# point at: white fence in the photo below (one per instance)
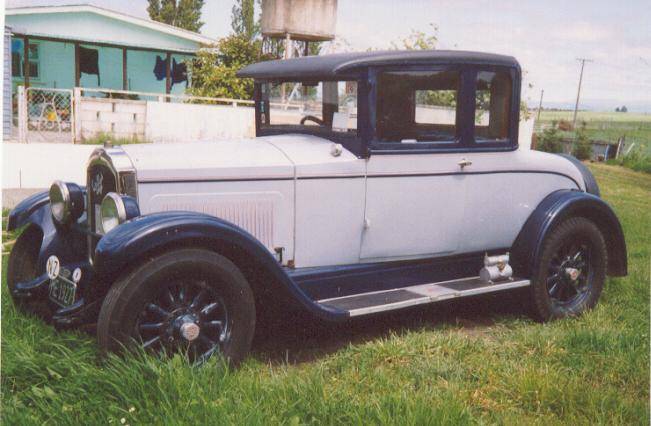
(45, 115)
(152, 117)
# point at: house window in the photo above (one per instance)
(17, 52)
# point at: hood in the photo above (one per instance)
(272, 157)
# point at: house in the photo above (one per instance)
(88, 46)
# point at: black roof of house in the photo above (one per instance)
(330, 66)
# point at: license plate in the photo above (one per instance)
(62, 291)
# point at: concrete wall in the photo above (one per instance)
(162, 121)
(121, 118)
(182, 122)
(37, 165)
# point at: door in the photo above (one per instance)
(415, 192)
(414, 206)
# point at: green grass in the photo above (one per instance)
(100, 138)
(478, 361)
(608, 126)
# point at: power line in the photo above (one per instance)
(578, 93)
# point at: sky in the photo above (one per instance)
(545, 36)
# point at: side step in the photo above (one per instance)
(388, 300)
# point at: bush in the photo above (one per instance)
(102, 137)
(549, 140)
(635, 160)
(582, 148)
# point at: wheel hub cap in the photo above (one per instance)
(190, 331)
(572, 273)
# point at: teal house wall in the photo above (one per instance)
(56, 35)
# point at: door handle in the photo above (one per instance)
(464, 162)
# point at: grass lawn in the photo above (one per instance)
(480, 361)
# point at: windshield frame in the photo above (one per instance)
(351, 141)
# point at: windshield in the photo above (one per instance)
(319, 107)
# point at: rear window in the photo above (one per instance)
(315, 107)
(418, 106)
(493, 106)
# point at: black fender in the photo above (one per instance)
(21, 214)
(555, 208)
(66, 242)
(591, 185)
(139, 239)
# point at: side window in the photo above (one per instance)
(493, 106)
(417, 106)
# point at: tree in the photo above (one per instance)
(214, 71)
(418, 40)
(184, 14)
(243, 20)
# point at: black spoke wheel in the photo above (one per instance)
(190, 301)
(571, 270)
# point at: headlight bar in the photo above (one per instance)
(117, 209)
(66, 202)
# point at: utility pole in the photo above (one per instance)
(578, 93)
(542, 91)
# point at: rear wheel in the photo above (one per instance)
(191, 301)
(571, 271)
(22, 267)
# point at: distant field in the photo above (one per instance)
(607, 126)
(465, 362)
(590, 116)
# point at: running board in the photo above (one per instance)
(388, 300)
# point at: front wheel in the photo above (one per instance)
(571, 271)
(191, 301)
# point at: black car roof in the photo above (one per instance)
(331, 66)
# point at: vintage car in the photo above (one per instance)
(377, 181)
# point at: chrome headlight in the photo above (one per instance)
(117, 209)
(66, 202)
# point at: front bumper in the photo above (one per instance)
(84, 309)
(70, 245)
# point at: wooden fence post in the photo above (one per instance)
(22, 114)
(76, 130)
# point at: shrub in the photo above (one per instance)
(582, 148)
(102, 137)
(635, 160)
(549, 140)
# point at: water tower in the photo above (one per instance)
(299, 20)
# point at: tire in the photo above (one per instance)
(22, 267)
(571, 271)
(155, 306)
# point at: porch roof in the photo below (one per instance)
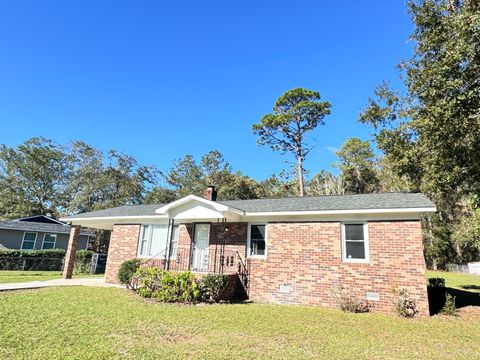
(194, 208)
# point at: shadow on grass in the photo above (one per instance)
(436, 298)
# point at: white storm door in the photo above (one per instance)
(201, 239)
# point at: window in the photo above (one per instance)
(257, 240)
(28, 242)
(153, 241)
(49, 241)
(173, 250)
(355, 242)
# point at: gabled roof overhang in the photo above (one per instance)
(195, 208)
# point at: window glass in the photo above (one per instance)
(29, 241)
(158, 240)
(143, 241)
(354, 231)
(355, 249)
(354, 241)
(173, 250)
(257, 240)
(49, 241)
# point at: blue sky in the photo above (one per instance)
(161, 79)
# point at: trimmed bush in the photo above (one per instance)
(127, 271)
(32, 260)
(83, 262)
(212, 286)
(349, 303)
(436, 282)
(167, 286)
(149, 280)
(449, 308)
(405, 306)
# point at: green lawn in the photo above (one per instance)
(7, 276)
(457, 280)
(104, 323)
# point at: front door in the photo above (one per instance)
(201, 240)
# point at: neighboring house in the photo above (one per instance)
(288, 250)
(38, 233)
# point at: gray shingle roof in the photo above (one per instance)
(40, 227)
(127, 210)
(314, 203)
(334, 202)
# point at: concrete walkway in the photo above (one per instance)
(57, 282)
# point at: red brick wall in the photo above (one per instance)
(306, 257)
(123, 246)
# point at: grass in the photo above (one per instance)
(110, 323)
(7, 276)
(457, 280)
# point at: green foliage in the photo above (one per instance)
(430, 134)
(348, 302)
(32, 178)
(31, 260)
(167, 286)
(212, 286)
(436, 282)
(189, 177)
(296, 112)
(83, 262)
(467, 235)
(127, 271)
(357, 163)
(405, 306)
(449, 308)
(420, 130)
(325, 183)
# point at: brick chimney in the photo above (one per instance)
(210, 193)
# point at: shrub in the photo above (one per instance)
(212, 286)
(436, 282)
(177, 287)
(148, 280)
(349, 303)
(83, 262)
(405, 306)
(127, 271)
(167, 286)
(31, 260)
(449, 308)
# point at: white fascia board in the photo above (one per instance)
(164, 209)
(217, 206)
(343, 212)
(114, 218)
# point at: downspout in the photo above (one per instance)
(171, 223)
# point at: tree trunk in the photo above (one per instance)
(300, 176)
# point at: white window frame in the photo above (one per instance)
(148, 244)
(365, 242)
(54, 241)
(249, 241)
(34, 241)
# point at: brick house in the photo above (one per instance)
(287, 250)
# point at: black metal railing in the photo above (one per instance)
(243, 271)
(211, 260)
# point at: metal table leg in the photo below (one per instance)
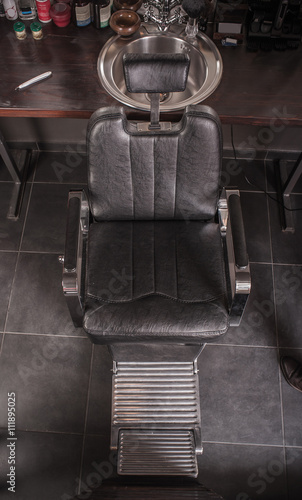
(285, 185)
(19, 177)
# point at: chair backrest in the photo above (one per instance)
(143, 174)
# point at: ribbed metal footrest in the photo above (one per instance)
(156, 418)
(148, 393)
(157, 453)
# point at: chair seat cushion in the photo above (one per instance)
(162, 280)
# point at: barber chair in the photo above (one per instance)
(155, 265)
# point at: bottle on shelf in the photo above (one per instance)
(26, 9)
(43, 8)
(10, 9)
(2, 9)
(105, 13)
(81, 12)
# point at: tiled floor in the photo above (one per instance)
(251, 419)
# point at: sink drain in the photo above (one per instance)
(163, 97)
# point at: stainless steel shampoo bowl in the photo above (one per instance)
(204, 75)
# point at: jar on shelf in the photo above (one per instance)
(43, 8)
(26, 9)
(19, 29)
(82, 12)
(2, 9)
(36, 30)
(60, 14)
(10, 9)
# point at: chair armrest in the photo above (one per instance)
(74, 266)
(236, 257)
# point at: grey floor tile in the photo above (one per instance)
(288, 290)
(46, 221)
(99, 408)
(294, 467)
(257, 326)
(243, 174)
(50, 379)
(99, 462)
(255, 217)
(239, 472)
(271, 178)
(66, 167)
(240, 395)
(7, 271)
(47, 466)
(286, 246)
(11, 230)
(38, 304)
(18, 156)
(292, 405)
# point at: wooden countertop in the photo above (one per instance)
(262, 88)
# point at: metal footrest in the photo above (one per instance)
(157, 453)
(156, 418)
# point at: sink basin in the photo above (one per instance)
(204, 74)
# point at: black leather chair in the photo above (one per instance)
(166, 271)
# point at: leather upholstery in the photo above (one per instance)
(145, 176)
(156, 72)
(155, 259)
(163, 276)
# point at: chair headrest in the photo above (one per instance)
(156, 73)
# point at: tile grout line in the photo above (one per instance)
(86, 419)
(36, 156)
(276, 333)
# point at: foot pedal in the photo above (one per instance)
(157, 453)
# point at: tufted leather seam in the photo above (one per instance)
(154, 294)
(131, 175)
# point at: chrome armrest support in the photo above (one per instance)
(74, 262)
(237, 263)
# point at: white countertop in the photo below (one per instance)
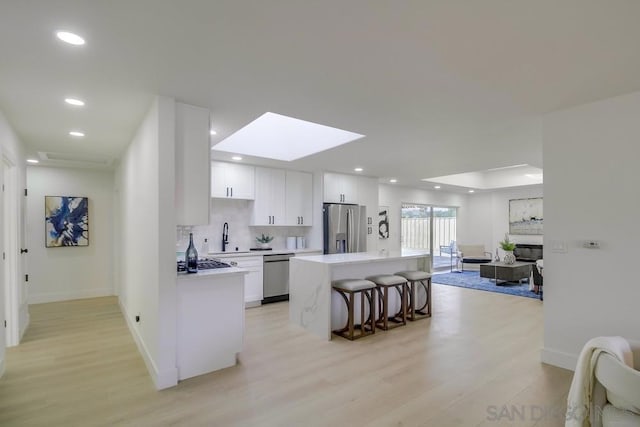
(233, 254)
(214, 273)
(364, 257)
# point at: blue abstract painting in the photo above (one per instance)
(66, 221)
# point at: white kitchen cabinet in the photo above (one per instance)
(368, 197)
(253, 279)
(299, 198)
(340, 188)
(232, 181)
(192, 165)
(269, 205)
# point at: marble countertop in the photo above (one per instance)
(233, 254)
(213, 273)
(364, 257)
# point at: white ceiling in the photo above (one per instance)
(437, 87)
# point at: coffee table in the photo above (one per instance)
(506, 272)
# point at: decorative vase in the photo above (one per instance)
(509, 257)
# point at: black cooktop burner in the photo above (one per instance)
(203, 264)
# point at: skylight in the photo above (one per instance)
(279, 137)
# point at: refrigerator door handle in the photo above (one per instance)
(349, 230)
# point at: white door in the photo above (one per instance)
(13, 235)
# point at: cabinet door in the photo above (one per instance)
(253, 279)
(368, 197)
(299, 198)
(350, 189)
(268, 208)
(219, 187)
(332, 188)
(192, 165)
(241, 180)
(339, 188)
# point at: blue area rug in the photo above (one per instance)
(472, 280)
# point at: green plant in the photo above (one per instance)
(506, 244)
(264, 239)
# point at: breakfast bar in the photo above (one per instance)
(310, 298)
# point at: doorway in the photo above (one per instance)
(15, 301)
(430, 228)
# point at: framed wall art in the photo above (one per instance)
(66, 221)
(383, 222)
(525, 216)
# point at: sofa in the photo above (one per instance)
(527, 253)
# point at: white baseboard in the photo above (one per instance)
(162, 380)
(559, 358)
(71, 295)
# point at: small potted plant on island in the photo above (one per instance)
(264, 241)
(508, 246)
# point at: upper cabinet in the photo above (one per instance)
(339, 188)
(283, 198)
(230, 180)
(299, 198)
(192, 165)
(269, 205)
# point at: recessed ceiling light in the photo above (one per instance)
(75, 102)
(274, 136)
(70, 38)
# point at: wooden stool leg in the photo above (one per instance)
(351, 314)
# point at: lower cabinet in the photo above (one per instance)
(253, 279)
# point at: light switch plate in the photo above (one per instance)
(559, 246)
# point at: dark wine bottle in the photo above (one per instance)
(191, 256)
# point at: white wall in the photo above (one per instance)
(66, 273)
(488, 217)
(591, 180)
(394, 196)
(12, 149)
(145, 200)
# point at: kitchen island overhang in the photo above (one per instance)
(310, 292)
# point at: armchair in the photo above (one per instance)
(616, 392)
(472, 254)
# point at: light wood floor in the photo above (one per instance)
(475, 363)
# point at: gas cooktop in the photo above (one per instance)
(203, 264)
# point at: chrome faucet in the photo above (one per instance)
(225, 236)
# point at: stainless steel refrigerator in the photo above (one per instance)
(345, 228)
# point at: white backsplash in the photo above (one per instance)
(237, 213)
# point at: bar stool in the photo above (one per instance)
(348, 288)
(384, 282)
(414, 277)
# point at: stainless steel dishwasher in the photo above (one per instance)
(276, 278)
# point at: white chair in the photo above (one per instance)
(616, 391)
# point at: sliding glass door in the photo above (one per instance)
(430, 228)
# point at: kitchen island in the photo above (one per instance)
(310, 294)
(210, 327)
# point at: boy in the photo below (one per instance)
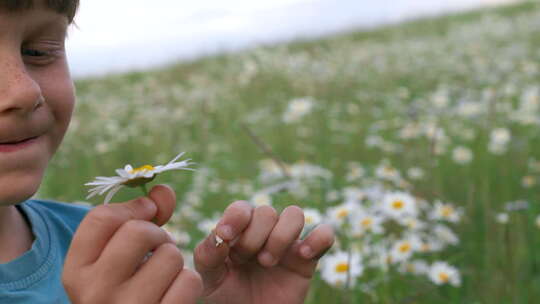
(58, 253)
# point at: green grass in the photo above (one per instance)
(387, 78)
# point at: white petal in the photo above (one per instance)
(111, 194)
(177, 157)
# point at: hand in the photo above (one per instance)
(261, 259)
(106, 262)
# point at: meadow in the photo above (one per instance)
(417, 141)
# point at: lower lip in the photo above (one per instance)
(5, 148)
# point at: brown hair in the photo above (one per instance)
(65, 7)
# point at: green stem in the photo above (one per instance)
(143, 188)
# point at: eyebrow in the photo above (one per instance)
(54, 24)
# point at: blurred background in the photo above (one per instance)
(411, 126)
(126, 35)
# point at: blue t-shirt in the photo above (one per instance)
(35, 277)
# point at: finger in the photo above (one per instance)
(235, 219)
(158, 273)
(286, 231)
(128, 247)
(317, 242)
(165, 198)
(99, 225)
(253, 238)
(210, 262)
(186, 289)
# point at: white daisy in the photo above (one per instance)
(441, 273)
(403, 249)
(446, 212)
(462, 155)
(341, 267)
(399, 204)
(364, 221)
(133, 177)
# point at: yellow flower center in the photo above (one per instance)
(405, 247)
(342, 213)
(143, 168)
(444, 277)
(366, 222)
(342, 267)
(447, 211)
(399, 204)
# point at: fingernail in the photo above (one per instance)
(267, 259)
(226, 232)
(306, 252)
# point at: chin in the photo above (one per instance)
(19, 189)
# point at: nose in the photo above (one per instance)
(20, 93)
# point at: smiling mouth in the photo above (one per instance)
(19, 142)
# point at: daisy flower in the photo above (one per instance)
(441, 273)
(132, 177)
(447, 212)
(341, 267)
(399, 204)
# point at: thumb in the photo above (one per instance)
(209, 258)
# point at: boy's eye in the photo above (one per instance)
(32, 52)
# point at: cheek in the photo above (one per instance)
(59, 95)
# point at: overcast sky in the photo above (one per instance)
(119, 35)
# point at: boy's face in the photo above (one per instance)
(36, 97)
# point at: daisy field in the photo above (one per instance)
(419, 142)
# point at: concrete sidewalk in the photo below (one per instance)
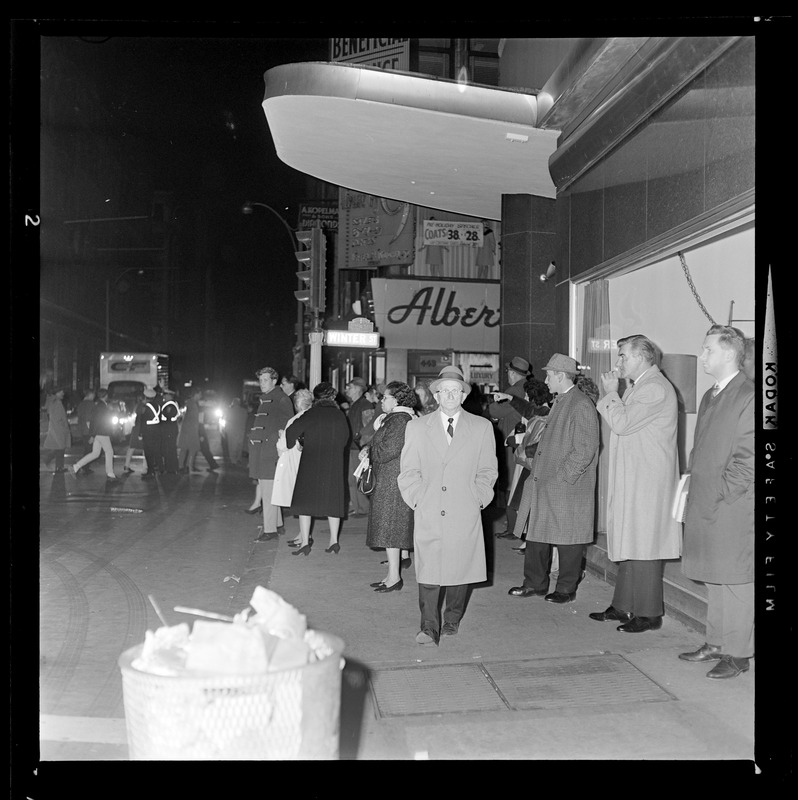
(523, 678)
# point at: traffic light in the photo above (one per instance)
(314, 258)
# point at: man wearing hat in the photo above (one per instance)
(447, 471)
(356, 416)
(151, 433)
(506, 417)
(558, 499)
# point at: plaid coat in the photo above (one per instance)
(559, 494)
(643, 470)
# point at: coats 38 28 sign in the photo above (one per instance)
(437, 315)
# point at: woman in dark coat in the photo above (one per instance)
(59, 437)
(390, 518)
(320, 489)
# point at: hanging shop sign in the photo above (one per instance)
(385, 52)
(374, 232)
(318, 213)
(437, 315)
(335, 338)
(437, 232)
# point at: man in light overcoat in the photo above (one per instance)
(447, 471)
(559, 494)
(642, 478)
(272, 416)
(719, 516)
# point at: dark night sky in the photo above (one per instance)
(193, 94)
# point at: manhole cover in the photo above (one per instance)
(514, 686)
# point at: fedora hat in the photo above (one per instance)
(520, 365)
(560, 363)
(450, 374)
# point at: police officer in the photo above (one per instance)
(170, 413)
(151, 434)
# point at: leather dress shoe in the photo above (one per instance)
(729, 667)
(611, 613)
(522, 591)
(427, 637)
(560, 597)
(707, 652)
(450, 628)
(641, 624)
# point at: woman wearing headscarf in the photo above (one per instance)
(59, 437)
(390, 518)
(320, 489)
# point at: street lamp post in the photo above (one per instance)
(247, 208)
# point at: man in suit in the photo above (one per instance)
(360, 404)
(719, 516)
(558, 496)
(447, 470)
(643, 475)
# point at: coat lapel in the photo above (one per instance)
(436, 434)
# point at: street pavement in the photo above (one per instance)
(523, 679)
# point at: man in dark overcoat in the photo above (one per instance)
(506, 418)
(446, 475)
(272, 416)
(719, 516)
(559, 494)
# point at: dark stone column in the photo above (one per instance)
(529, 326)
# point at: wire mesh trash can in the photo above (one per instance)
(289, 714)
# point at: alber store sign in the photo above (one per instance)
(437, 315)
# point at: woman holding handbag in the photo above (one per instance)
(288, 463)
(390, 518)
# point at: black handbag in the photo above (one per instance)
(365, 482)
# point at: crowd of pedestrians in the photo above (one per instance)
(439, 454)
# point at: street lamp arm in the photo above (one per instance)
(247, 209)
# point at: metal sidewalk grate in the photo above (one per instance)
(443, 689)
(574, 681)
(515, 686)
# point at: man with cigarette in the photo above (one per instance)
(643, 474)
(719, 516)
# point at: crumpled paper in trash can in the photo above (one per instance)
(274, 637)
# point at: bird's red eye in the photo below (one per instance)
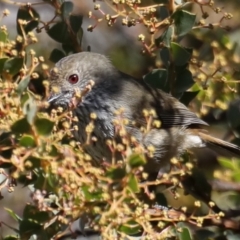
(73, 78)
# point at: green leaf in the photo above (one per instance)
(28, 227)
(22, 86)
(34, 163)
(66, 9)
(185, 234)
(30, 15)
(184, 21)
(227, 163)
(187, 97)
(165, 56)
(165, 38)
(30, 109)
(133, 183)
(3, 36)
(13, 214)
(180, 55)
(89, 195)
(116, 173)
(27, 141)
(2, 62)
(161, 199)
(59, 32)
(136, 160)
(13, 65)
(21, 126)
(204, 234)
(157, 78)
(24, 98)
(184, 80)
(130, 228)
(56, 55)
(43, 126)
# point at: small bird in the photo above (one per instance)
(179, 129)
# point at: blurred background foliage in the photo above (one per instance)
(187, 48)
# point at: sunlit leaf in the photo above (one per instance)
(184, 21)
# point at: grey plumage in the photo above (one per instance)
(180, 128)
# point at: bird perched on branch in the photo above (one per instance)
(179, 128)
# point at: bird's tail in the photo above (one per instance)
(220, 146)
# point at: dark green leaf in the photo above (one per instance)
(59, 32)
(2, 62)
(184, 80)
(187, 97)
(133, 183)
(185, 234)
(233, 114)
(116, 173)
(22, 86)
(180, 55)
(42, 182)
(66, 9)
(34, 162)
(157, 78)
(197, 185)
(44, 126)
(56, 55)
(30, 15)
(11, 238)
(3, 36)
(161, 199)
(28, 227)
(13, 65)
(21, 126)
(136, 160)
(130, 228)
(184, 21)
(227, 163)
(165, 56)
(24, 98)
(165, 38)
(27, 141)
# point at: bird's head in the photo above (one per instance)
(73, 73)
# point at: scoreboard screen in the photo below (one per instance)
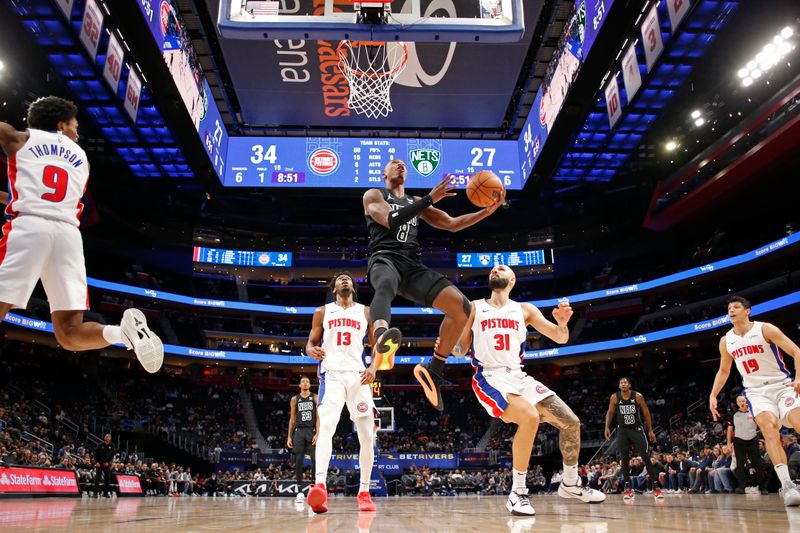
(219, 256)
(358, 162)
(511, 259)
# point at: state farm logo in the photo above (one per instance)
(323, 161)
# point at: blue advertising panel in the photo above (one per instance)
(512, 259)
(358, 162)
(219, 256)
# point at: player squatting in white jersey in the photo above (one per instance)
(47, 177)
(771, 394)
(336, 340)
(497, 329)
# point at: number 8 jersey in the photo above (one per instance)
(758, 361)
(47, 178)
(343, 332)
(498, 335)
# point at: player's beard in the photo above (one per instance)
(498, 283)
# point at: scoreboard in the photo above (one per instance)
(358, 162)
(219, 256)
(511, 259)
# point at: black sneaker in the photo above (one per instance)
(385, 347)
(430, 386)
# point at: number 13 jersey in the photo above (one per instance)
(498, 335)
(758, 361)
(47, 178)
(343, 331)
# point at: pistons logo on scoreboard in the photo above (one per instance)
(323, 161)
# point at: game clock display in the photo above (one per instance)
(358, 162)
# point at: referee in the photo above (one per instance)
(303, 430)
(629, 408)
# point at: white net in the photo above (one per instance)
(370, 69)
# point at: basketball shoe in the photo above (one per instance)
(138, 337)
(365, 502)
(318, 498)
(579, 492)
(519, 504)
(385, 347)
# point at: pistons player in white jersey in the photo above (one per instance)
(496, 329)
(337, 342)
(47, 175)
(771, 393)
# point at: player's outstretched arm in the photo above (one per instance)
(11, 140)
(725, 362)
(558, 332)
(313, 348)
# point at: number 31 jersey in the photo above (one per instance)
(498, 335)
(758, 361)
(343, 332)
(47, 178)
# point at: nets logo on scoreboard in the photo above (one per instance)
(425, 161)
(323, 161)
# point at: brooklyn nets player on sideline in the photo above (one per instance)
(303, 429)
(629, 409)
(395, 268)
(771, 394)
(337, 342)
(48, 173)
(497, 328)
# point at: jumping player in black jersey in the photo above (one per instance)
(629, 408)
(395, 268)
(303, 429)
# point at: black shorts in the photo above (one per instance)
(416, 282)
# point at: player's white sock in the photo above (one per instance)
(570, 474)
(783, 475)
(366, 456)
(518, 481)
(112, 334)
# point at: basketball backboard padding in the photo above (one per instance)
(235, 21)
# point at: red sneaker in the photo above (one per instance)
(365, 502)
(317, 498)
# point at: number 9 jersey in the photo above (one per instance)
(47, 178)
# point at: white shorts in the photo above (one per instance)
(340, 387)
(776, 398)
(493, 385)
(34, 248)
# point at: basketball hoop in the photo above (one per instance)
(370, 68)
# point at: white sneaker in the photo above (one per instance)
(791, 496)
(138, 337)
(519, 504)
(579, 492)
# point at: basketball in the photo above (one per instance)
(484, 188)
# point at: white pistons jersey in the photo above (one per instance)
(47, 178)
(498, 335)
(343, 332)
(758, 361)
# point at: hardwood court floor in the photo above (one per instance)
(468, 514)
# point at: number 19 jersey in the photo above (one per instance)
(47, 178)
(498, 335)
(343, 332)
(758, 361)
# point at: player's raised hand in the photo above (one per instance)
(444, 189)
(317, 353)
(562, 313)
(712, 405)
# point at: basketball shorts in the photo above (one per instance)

- - - - -

• **Aim**: Reproduce exactly the lines from the one containing "# point at: referee" through the last line of the records above, including both, and nothing else.

• **Exercise answer**:
# point at: referee in the photo above (one per instance)
(303, 430)
(629, 408)
# point at: white net in the photo above (one per instance)
(370, 69)
# point at: basketball shoe in the photo above (one per instance)
(138, 337)
(365, 502)
(318, 498)
(579, 492)
(519, 504)
(385, 347)
# point at: pistons player in white jersey in the photo above (one per instance)
(496, 329)
(337, 342)
(47, 175)
(771, 393)
# point at: player's outstretched arm in the photo above (one per instance)
(11, 140)
(725, 362)
(558, 332)
(313, 348)
# point at: number 31 jersey in the photo above (one per instance)
(498, 335)
(758, 361)
(343, 332)
(47, 178)
# point at: nets logo on scoreboard in the photo above (one per instance)
(425, 161)
(323, 161)
# point at: brooklyn nets player on sideline in the photo above (one per instance)
(303, 429)
(629, 409)
(395, 268)
(771, 394)
(337, 342)
(48, 173)
(497, 328)
# point at: jumping player in black jersey in the photo above (one per instance)
(629, 408)
(395, 268)
(303, 429)
# point at: black shorts in the photo above (one per instance)
(416, 282)
# point at: player's white sock in the photo above (one per instance)
(570, 474)
(783, 475)
(366, 456)
(518, 481)
(112, 334)
# point at: basketball backboard padding in the photo above (one per instance)
(235, 21)
# point at: red sneaker in the photo above (one per instance)
(365, 502)
(317, 498)
# point at: number 9 jersey in the photo above (one per instance)
(47, 178)
# point at: white shorts in the photo above (one per instance)
(340, 387)
(776, 398)
(493, 385)
(34, 248)
# point at: basketball hoop in the photo above (one per instance)
(370, 68)
# point at: white sneaker in the photo above (one per instance)
(791, 496)
(138, 337)
(519, 504)
(579, 492)
# point at: basketball in the photo above (one per instance)
(484, 188)
# point at: white pistons jersey in the photo above (one per instance)
(47, 178)
(498, 335)
(343, 332)
(758, 361)
# point at: hardwood court floor in the photo above (one per instance)
(468, 514)
# point at: number 19 jersey in the photo above (one per instance)
(47, 178)
(498, 335)
(343, 332)
(758, 361)
# point at: player's raised hand in the photo above (one per instance)
(444, 189)
(317, 353)
(562, 313)
(712, 405)
# point at: basketball shorts in the photo above (one per instance)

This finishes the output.